-- SHORT PROBLEM --
Using the report on the LSU bomb threat, answer each item briefly.
(a) What was the suspect charged with?
(b) Where is the suspect being held?
(c) To what street did detectives trace the cell phone call?

-- SUPPLIED TEXT --
------------------------------

Police made an arrest late Tuesday night in connection with the LSU bomb threat Monday morning that caused the evacuation of the entire campus.

An LSU Police Department spokesperson said the suspect, William Bouvay Jr., 42, of Baton Rouge, has been charged with communicating false information of a planned bombing on school property. Police say Bouvay is not an LSU student.

Bouvay, referred to as "Boobie" by his friends, is being held in the East Baton Rouge Parish Prison. He was arrested just before midnight.

In the police report from the East Baton Rouge Parish Sheriff's Office, what Bouvay said to the 911 operator was recorded. 

"Yes, I've planted three bombs at LSU's school campus. My colleagues planted three bombs at LSU to go off in two hours if my (pause). This is not a joke. I'm gonna go there and... (call disconnected)."

According to the report, detectives tracked the cell phone call to Skysail Avenue in Baton Rouge. While police were in the area, they found Bouvay.

Detectives said they questioned Bouvay and he eventually confessed to making the call.  Bouvay also told detectives where they could find the cell phone used to place the threatening call, the report says.

------------------------------

-- DATA EXTRACT --
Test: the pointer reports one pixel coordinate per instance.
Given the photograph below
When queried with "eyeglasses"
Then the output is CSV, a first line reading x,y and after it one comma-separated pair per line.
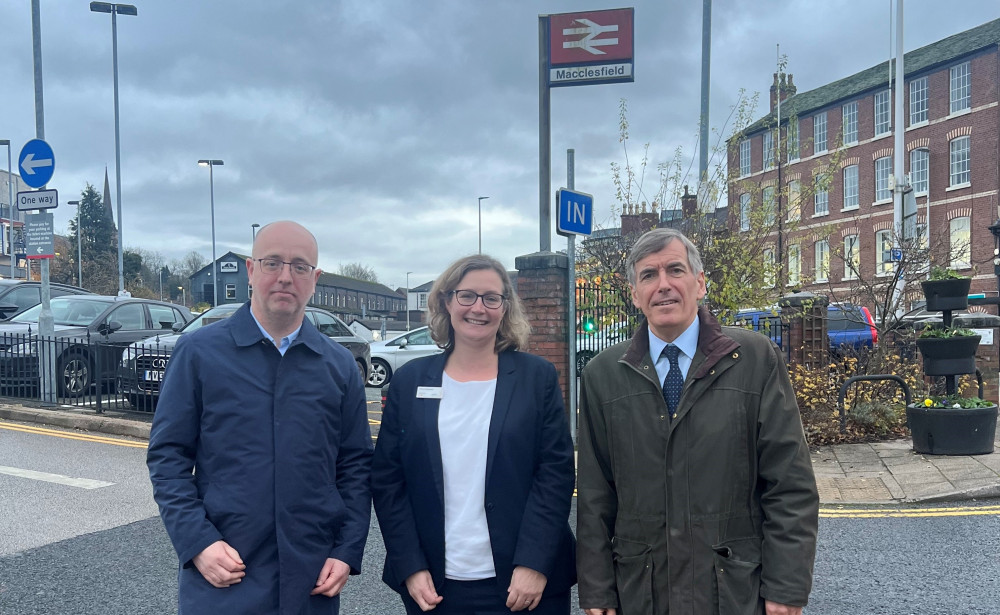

------------------------------

-- EXPECTED ANSWER --
(a) Communicating false information of a planned bombing on school property.
(b) The East Baton Rouge Parish Prison.
(c) Skysail Avenue in Baton Rouge.